Job A →
In the pole vault page, shorten the paragraph beginning "The Men's pole vault event" while keeping its main facts.

Document →
= 2006 IAAF World Indoor Championships – Men's pole vault =

The Men's pole vault event at the 2006 IAAF World Indoor Championships was held on March 11–12.

==Medalists==

| Gold | Silver | Bronze |
|---|---|---|
| Brad Walker United States | Alhaji Jeng Sweden | Tim Lobinger Germany |

==Results==

===Qualification===
Qualification: Qualification Performance 5.70 (Q) or at least 8 best performers advanced to the final.

Job B →
In the entries, rewrite the lines starting at the one containing "Trace the outline of every instance of the <item>plastic" and ending at the one containing "388 74 L 359", replacing "mask" with "region" and leaving everything else unchanged.

Data entries →
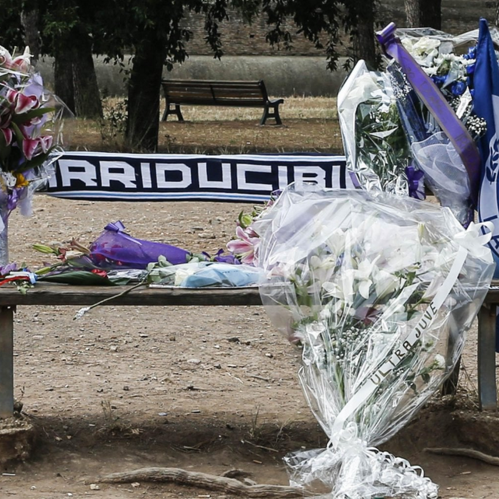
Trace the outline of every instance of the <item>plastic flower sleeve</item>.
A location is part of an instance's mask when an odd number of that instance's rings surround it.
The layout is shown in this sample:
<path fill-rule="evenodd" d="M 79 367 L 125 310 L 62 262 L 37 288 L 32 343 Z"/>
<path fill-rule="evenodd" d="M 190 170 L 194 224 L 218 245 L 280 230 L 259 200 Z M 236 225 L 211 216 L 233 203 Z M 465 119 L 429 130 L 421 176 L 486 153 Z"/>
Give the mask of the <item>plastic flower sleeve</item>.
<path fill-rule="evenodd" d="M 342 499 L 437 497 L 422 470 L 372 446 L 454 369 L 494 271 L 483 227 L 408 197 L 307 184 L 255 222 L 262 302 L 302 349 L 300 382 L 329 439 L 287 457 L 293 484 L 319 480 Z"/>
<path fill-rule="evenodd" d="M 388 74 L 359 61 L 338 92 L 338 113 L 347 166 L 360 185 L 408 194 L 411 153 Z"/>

* * *

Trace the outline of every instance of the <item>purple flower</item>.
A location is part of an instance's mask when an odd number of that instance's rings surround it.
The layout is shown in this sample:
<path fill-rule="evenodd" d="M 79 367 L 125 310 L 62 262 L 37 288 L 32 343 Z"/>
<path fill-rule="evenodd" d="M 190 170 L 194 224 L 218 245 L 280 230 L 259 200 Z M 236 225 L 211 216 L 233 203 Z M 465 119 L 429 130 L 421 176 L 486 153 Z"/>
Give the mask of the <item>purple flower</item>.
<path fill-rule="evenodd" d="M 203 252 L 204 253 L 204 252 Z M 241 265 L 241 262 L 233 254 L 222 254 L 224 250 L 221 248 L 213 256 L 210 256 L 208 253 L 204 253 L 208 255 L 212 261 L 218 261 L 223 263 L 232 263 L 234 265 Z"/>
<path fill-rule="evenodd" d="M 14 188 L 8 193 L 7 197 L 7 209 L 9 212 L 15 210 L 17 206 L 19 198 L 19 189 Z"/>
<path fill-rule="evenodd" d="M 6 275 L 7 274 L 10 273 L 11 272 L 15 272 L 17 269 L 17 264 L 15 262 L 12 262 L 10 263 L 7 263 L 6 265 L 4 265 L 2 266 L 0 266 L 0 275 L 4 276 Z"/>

Written response A →
The men's pole vault at the 2006 IAAF World Indoor Championships took place on March 11–12.

Written response B →
Trace the outline of every instance of the <item>plastic flower sleeve</item>.
A location is part of an instance's region when an odd number of that instance's rings surround it.
The layout is shown in this sample:
<path fill-rule="evenodd" d="M 79 367 L 125 310 L 62 262 L 37 288 L 32 343 Z"/>
<path fill-rule="evenodd" d="M 190 170 L 194 224 L 218 245 L 280 230 L 259 200 Z M 236 225 L 211 216 L 233 203 Z M 465 119 L 429 130 L 421 176 L 486 153 Z"/>
Give the region of the <item>plastic flower sleeve</item>.
<path fill-rule="evenodd" d="M 342 499 L 437 497 L 422 470 L 372 446 L 454 369 L 494 271 L 483 227 L 408 197 L 307 184 L 255 222 L 262 302 L 302 349 L 300 382 L 329 439 L 287 457 L 293 484 L 319 480 Z"/>
<path fill-rule="evenodd" d="M 388 74 L 359 61 L 338 92 L 338 113 L 347 166 L 360 185 L 408 194 L 411 153 Z"/>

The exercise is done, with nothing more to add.